■ **To do**
[A] Reproduce word for word the part of the essay on marching AI software to nines starting at "For those of" and ending at "AI—mostly generative AI.".
[B] Write the next part of the essay on marching AI software to nines, picking up right after its final sentence.

■ **Supplied passage**
______

Marching to Nines with a Robot
To go big with AI software development, we may need to think really small?

For those of you reading along with my AI-ish Substack, thank you. If you’ve been here for a while, you’ll know that one of the major themes is experimentation. Over time, experiments big and small have come and gone, sometimes leaking into a little sci-fi around the edges. The common thread is AI—mostly generative AI.
The current “big experiment” is this: can an (agentic) LLM develop a logic-programming engine that can be applied to an interactive fiction game? A key sub-goal is to document the journey and my thoughts along the way, particularly from a software engineering perspective.
At many tens of thousands of lines of code, this experiment is now pretty close to “feature complete” for what I need in its 1.0 game debut. The implementation quality, however, is still very much demo-ware. It passes thousands of unit tests that track its logic-programming abilities, but internally it has all the familiar complexities of a large software project, and with a touch more. Most of my time with the logic engine now is spent “marching it to nines” and learning from the process:
I’ve seen this constantly in AI native software. Getting an LLM feature to work impressively in a demo takes a few days. Getting it to work reliably enough that you’d actually ship it to users takes months. Same amount of work for each nine.
This next part is beyond the scope of the current experiment, but some recent work out of MIT really resonated with me. My experience with this LLM development project—my first large-scale software effort with agentic AI—has surfaced a number of lessons I’m still unpacking. One big one: we may need a deeper kind of modularization than what traditional software engineering usually imagines.

______

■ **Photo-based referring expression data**
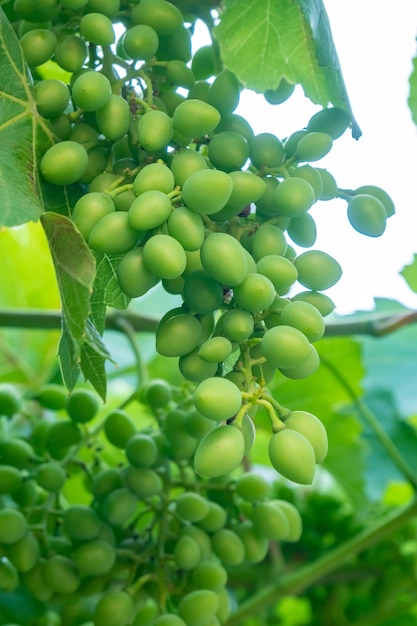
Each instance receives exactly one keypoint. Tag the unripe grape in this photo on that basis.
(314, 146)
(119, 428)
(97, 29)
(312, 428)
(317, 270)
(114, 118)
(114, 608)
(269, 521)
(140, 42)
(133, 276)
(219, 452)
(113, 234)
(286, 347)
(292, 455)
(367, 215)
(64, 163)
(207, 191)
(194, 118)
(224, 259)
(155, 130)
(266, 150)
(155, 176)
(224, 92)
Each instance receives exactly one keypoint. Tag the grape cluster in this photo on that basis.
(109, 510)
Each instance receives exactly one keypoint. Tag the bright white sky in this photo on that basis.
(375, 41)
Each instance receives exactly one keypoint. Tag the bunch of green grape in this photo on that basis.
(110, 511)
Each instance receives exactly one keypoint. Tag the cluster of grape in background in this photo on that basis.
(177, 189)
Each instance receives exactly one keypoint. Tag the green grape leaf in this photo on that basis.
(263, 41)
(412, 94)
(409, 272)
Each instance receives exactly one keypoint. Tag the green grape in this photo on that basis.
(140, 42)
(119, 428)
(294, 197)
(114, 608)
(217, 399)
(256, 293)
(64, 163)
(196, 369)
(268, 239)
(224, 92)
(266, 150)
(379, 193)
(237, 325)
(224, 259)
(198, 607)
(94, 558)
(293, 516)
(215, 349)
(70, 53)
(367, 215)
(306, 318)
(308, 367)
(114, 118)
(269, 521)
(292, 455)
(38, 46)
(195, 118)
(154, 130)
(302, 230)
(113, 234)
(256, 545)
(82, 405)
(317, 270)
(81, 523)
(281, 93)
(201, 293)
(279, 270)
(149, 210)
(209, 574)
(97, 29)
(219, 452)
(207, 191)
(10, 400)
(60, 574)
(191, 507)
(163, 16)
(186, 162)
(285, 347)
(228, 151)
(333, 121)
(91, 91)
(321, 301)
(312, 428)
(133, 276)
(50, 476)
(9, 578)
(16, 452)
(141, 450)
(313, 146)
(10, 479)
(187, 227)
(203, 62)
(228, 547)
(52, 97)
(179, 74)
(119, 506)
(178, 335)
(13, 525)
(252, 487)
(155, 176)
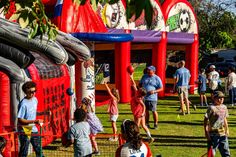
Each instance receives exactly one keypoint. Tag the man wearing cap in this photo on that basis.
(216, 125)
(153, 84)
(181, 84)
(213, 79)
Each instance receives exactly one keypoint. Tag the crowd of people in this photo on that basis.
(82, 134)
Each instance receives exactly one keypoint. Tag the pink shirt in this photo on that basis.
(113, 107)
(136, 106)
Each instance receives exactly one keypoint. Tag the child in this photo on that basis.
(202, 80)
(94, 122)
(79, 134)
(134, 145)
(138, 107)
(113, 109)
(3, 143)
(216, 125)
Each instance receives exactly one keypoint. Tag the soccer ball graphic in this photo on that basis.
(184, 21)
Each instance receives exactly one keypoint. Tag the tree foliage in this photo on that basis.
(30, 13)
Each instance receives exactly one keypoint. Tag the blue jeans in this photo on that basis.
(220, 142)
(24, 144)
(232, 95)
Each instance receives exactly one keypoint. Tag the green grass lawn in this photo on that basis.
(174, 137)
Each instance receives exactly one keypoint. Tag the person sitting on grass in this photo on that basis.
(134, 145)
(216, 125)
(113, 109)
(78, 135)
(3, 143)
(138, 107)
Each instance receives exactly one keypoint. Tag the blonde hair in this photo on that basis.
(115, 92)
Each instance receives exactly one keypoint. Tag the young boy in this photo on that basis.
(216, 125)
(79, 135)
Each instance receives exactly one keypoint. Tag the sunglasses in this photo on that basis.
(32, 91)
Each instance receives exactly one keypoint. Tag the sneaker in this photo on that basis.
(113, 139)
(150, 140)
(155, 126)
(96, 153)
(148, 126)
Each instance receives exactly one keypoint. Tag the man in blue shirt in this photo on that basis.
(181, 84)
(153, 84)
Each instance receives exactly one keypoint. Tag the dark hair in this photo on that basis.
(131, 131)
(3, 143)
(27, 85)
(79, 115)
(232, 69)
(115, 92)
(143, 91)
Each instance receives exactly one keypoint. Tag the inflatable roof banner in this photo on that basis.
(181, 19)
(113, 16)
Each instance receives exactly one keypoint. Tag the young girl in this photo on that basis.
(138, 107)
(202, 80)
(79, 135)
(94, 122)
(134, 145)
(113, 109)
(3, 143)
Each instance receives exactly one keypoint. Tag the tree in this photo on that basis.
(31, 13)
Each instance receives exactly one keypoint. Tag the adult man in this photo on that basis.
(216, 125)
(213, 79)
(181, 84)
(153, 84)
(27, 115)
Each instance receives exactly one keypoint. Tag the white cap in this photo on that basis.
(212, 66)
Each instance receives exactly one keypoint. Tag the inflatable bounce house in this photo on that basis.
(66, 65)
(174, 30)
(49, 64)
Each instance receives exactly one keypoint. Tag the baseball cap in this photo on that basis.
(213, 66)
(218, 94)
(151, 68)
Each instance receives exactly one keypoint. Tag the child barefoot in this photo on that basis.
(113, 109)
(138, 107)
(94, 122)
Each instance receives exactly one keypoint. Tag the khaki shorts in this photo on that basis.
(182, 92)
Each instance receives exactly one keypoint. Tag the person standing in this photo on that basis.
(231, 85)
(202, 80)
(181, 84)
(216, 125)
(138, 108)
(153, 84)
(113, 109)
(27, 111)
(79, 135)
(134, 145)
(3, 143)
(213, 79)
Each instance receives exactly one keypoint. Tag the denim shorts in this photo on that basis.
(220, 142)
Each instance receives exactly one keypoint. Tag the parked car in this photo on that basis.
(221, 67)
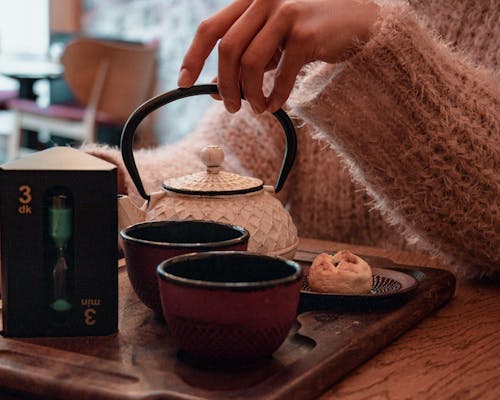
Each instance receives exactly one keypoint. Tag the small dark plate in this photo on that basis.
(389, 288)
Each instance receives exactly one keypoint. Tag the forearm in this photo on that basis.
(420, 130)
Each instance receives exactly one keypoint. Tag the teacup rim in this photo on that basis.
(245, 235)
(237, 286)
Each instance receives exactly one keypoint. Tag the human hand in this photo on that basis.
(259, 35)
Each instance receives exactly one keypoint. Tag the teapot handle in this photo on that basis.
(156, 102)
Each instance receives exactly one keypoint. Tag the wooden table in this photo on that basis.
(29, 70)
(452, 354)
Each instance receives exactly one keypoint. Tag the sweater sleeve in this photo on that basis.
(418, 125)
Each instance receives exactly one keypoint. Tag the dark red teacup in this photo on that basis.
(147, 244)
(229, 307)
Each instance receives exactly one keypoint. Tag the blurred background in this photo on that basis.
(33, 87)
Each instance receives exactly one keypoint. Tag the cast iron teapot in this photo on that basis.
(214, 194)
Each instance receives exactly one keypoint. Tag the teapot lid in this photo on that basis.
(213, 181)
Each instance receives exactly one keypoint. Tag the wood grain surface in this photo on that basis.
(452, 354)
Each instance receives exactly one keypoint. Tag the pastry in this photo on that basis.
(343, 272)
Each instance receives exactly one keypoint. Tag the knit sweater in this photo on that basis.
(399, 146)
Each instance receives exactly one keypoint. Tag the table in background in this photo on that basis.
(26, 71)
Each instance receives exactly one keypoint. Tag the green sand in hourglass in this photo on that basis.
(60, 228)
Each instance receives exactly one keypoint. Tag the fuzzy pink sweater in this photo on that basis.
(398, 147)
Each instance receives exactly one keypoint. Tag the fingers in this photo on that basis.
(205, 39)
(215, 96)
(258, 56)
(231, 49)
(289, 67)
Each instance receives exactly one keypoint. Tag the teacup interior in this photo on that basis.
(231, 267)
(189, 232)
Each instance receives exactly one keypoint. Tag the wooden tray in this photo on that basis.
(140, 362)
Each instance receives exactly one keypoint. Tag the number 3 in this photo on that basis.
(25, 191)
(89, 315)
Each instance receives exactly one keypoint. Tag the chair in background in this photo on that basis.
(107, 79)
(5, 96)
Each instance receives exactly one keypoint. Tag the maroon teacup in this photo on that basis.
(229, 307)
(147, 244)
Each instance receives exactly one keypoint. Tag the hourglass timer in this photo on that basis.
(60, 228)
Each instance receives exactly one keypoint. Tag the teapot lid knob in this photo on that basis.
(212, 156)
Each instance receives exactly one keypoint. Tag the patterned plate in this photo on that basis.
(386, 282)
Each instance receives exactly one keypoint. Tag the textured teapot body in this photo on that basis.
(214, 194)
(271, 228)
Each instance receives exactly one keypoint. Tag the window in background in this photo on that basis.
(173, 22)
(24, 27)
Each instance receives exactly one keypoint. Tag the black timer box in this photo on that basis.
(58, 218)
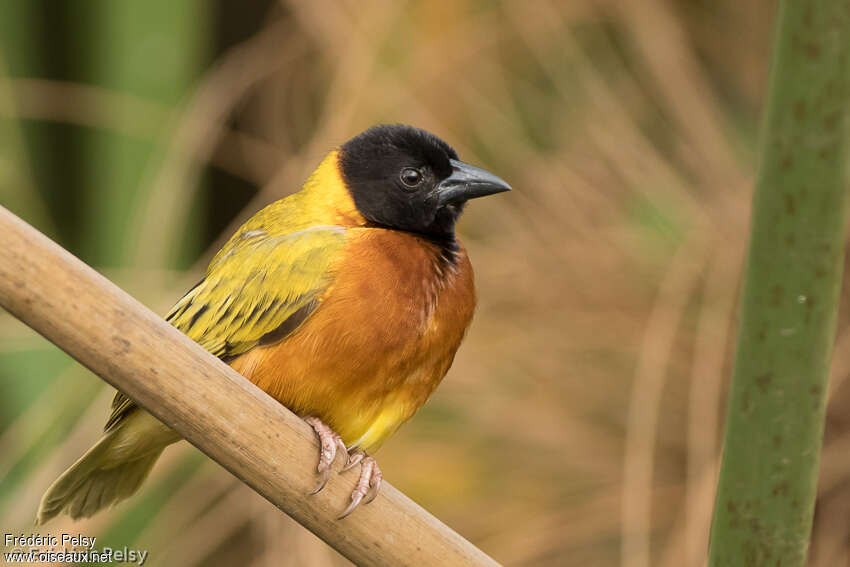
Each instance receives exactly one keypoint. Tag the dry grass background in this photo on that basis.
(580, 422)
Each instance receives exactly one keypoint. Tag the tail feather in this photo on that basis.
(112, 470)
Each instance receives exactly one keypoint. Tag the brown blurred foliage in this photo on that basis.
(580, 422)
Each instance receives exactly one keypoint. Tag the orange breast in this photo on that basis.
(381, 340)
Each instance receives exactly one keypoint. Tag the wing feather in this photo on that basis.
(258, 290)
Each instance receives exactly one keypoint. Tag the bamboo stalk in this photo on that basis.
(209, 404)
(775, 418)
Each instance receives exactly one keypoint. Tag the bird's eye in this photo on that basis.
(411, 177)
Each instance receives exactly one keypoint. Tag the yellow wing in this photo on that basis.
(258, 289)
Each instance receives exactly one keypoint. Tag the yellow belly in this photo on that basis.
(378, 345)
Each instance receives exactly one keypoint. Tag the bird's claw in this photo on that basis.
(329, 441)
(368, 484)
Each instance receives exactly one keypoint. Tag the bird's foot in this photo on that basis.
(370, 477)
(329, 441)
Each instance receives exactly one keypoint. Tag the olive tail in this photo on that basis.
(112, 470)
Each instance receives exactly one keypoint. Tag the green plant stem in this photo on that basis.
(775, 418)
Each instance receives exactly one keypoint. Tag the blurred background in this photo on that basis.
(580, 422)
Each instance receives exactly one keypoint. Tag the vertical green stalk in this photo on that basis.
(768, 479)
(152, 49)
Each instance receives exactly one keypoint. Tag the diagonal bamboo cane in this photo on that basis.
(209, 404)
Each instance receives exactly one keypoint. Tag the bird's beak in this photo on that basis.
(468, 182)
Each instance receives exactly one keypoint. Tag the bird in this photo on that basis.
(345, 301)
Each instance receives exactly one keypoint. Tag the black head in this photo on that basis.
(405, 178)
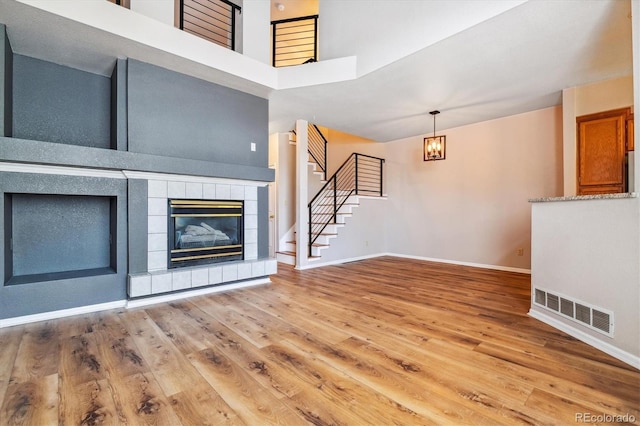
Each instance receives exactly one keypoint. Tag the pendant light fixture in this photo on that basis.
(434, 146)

______

■ **Outputs in order**
[A]
For those of you reading along with my AI-ish Substack, thank you. If you’ve been here for a while, you’ll know that one of the major themes is experimentation. Over time, experiments big and small have come and gone, sometimes leaking into a little sci-fi around the edges. The common thread is AI—mostly generative AI.

[B]
My experience suggests that generative AI performs brilliantly when it can operate on swarms of small, self-contained chunks of code or functionality. It’s sublime at tracking and manipulating local details, but much worse at holding a huge, tangled context in its “head” at once. Breaking systems into smaller pieces helps—but that’s only half the problem. You then need a way to organize those pieces and orchestrate how they collaborate. I think the latter is the hard part.
The MIT work describes this as tackling “feature fragmentation,” a central obstacle to software reliability:
…feature fragmentation,” a central obstacle to software reliability. “The way we build software today, the functionality is not localized. You want to understand how ‘sharing’ works, but you have to hunt for it in three or four different places, and when you find it, the connections are buried in low-level code…
Think of concepts as modules that are completely clean and independent. Synchronizations then act like contracts — they say exactly how concepts are supposed to interact. That’s powerful because it makes the system both easier for humans to understand and easier for tools like LLMs to generate correctly…
A couple of links for your thoughts:
Sounds like a once-and-future experiment: to massively rearchitect the logic engine along these lines.
How would that go?